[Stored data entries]
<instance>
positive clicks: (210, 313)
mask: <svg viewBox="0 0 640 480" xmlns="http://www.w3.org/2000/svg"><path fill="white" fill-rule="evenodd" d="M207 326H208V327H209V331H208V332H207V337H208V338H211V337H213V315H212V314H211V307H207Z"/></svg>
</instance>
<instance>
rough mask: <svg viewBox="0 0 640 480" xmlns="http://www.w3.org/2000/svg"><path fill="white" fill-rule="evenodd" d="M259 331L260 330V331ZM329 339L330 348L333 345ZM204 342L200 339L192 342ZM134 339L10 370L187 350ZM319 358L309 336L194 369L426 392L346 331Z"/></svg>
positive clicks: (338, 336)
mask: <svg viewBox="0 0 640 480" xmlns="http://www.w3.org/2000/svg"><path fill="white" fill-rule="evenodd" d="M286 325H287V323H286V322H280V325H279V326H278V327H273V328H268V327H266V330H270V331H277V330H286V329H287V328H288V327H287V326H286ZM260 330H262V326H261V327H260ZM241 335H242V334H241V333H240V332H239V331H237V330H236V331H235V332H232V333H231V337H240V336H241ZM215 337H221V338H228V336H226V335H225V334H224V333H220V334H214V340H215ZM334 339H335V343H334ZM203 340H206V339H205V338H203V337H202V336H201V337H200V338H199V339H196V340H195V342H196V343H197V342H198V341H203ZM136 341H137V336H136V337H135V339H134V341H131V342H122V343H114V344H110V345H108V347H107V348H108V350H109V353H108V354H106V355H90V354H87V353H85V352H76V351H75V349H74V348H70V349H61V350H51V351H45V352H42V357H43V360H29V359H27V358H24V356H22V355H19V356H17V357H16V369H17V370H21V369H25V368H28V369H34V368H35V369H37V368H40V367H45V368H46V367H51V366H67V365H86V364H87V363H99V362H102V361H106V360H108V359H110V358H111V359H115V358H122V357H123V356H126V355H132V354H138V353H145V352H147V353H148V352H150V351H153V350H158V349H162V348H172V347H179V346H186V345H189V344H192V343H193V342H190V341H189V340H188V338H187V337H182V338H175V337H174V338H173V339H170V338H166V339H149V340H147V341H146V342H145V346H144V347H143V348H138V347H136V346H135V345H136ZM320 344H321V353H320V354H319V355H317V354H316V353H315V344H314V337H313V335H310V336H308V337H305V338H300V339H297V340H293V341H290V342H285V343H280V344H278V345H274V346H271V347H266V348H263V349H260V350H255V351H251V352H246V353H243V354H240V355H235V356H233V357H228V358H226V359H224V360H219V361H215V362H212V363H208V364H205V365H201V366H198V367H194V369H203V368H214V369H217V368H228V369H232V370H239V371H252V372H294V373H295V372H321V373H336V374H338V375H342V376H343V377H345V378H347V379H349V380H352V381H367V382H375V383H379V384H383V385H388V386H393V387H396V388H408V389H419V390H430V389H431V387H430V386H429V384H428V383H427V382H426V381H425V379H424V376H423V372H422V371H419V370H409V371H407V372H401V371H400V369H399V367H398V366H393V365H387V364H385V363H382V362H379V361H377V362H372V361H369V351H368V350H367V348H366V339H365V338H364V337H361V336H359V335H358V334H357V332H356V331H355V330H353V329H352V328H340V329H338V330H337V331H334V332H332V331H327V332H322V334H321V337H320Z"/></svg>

- **WORK REQUEST**
From the records above, quote only the lines running from the line with "positive clicks: (210, 313)" to the line with "rough mask: <svg", both lines included.

- **RESULT OF THE EXERCISE**
positive clicks: (210, 313)
mask: <svg viewBox="0 0 640 480" xmlns="http://www.w3.org/2000/svg"><path fill="white" fill-rule="evenodd" d="M207 326H208V327H209V331H208V332H207V337H208V338H211V337H213V315H212V314H211V307H207Z"/></svg>
</instance>
<instance>
rough mask: <svg viewBox="0 0 640 480" xmlns="http://www.w3.org/2000/svg"><path fill="white" fill-rule="evenodd" d="M259 331L260 330V331ZM329 339L330 348L333 345ZM204 342L200 339L192 342ZM134 339L10 370L187 350ZM319 358L309 336L194 369L426 392L346 331Z"/></svg>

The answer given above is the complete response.